::: Supplied data :::

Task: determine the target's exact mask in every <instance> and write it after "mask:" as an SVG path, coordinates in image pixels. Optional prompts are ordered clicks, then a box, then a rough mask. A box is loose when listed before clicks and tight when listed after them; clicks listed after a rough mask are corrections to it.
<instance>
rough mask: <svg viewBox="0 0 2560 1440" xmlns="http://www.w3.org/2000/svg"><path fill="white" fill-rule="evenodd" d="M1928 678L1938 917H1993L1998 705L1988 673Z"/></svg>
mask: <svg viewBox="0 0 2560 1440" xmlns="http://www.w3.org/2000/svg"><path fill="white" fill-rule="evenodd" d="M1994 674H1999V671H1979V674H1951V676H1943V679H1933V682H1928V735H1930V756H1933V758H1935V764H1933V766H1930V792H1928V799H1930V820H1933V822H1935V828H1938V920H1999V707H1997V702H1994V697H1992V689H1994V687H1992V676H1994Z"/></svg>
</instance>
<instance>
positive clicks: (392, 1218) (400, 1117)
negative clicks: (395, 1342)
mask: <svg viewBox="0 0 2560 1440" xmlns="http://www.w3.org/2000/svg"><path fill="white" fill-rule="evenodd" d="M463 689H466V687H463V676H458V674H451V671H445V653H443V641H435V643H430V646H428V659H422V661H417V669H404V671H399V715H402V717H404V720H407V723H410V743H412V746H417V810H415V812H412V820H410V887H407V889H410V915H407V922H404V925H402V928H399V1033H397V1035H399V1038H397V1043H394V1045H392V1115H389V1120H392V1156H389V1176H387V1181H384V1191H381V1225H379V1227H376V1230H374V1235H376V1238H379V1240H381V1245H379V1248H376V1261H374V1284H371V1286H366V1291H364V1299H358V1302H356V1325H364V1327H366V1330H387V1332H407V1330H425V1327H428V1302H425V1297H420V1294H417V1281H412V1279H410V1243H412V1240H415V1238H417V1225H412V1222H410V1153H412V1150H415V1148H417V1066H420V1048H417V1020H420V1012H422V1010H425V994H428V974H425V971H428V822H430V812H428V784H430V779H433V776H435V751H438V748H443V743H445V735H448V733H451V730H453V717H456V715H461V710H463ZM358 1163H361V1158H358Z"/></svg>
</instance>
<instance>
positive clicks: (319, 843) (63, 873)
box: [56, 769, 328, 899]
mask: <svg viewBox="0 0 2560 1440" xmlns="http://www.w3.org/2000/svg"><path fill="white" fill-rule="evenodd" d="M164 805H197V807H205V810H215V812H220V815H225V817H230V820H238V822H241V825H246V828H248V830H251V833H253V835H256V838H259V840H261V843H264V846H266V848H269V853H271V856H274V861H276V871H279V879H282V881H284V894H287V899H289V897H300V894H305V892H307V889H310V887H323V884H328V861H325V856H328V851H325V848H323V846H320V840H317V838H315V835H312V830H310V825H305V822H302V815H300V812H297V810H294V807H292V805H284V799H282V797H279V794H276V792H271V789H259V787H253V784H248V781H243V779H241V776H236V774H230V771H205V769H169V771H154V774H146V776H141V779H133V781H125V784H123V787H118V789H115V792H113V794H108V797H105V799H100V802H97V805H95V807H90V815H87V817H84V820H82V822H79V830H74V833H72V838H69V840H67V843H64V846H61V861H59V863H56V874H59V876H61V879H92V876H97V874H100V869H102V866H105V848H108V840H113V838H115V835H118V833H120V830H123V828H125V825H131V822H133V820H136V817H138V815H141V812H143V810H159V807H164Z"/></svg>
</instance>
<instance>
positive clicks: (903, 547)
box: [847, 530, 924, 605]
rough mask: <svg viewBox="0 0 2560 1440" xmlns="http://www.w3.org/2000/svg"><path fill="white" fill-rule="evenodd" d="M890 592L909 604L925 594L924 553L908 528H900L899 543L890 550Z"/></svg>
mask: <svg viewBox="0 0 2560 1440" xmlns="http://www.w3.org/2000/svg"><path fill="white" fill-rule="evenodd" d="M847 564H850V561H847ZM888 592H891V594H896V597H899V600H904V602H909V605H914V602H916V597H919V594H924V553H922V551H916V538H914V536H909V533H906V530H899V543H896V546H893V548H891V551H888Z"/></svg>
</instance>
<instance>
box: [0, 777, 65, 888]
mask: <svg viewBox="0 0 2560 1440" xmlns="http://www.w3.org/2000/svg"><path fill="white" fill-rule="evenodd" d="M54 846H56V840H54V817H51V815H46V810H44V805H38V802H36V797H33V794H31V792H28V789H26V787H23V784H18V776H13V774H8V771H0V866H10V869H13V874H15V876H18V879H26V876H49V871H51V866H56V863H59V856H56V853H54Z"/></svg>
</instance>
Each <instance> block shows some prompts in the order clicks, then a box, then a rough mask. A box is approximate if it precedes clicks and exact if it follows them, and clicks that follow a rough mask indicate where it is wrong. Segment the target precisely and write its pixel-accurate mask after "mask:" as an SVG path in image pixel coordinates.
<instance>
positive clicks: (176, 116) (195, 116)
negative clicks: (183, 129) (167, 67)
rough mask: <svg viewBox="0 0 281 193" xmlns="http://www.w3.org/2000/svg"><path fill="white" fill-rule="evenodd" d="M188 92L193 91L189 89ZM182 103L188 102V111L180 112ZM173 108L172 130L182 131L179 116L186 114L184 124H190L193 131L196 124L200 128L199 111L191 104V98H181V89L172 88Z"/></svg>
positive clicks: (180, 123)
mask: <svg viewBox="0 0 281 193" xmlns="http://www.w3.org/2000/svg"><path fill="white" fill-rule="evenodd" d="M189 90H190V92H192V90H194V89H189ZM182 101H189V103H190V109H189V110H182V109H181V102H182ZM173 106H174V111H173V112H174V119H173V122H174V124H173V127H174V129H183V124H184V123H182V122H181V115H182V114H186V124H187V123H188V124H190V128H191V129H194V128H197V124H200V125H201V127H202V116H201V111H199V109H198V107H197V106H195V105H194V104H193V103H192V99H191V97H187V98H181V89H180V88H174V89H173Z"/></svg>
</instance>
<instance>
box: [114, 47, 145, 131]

:::

Exercise directions —
Return each line above exactly as it appears.

Expected answer —
Task: determine the target's exact mask in every <instance> and write it after "mask:" as an SVG path, coordinates in image pixels. Optional prompts are ordered clicks, then a box, then a rough mask. A box is loose when listed before clicks and tight when listed after them; clicks listed after a rough mask are corrections to it.
<instance>
rough mask: <svg viewBox="0 0 2560 1440" xmlns="http://www.w3.org/2000/svg"><path fill="white" fill-rule="evenodd" d="M1928 678L1938 917H1993L1998 705L1988 673Z"/></svg>
mask: <svg viewBox="0 0 2560 1440" xmlns="http://www.w3.org/2000/svg"><path fill="white" fill-rule="evenodd" d="M1994 674H1999V671H1979V674H1951V676H1943V679H1933V682H1928V735H1930V756H1933V758H1935V764H1933V766H1930V792H1928V799H1930V820H1933V822H1935V828H1938V920H1999V707H1997V702H1994V697H1992V689H1994V687H1992V676H1994Z"/></svg>
</instance>
<instance>
positive clicks: (392, 1218) (400, 1117)
negative clicks: (395, 1342)
mask: <svg viewBox="0 0 2560 1440" xmlns="http://www.w3.org/2000/svg"><path fill="white" fill-rule="evenodd" d="M463 689H466V687H463V676H458V674H451V671H445V653H443V641H435V643H430V646H428V659H422V661H417V669H404V671H399V715H402V717H404V720H407V723H410V743H412V746H417V810H415V812H412V820H410V887H407V889H410V915H407V922H404V925H402V928H399V1033H397V1035H399V1038H397V1043H394V1045H392V1115H389V1120H392V1156H389V1176H387V1181H384V1191H381V1225H379V1227H376V1230H374V1235H376V1238H379V1240H381V1245H379V1248H376V1261H374V1284H371V1286H366V1291H364V1299H358V1302H356V1325H364V1327H366V1330H387V1332H407V1330H425V1327H428V1302H425V1297H420V1294H417V1281H412V1279H410V1243H412V1240H415V1238H417V1225H412V1222H410V1153H412V1150H415V1148H417V1066H420V1048H417V1020H420V1012H422V1010H425V994H428V974H425V971H428V822H430V812H428V784H430V779H433V776H435V751H438V748H443V743H445V735H448V733H451V730H453V717H456V715H461V710H463ZM358 1163H361V1158H358Z"/></svg>
</instance>
<instance>
positive clicks: (319, 843) (63, 873)
box: [56, 769, 328, 899]
mask: <svg viewBox="0 0 2560 1440" xmlns="http://www.w3.org/2000/svg"><path fill="white" fill-rule="evenodd" d="M164 805H197V807H205V810H215V812H220V815H225V817H230V820H238V822H241V825H246V828H248V830H251V833H253V835H256V838H259V840H261V843H264V846H266V848H269V853H271V856H274V861H276V871H279V879H282V881H284V894H287V899H289V897H300V894H305V892H307V889H310V887H323V884H328V861H325V856H328V851H325V848H323V846H320V840H317V838H315V835H312V830H310V825H305V822H302V815H300V812H297V810H294V807H292V805H284V799H282V797H279V794H276V792H271V789H259V787H253V784H248V781H243V779H241V776H236V774H230V771H205V769H169V771H154V774H146V776H141V779H133V781H125V784H123V787H118V789H115V792H113V794H108V797H105V799H100V802H97V805H95V807H90V815H87V817H84V820H82V822H79V830H74V833H72V838H69V840H67V843H64V846H61V861H59V863H56V874H59V876H61V879H92V876H97V874H100V869H102V866H105V848H108V840H113V838H115V835H118V833H120V830H123V828H125V825H131V822H133V820H136V817H138V815H141V812H143V810H159V807H164Z"/></svg>
</instance>
<instance>
positive clicks: (903, 547)
box: [847, 530, 924, 605]
rough mask: <svg viewBox="0 0 2560 1440" xmlns="http://www.w3.org/2000/svg"><path fill="white" fill-rule="evenodd" d="M890 592L909 604L925 594L924 553L908 528H900L899 543L890 550Z"/></svg>
mask: <svg viewBox="0 0 2560 1440" xmlns="http://www.w3.org/2000/svg"><path fill="white" fill-rule="evenodd" d="M847 564H850V561H847ZM888 592H891V594H896V597H899V600H904V602H909V605H914V602H916V597H919V594H924V553H922V551H916V538H914V536H909V533H906V530H899V543H896V546H893V548H891V551H888Z"/></svg>
</instance>
<instance>
box: [0, 777, 65, 888]
mask: <svg viewBox="0 0 2560 1440" xmlns="http://www.w3.org/2000/svg"><path fill="white" fill-rule="evenodd" d="M54 846H56V840H54V817H51V815H46V810H44V805H38V802H36V797H33V794H31V792H28V789H26V787H23V784H18V776H13V774H8V771H0V866H10V869H13V874H15V876H18V879H26V876H49V871H51V866H56V863H59V856H56V853H54Z"/></svg>
</instance>
Each <instance> block shows some prompts in the order clicks, then a box, then a rough mask. A box is approximate if it precedes clicks and exact if it follows them, and clicks that follow a rough mask indicate where it is wrong. Segment the target precisely and write its pixel-accurate mask after "mask:" as an SVG path in image pixel coordinates.
<instance>
positive clicks: (176, 116) (195, 116)
negative clicks: (183, 129) (167, 67)
rough mask: <svg viewBox="0 0 281 193" xmlns="http://www.w3.org/2000/svg"><path fill="white" fill-rule="evenodd" d="M188 92L193 91L189 89ZM182 103L188 102V111L180 112ZM173 108L172 130L182 131L179 116L186 114L184 124H190L193 131L196 124L200 128L199 111L191 104V98H181V89L172 88Z"/></svg>
positive clicks: (180, 123)
mask: <svg viewBox="0 0 281 193" xmlns="http://www.w3.org/2000/svg"><path fill="white" fill-rule="evenodd" d="M189 90H190V92H192V90H194V89H189ZM182 101H189V103H190V109H189V110H182V109H181V102H182ZM173 106H174V111H173V112H174V119H173V122H174V124H173V127H174V129H183V124H184V123H182V122H181V115H182V114H186V124H187V123H188V124H190V128H191V129H194V128H197V124H200V125H201V127H202V116H201V111H199V109H198V107H197V106H195V105H194V104H193V103H192V99H191V97H187V98H181V89H180V88H174V89H173Z"/></svg>
</instance>
<instance>
box: [114, 47, 145, 131]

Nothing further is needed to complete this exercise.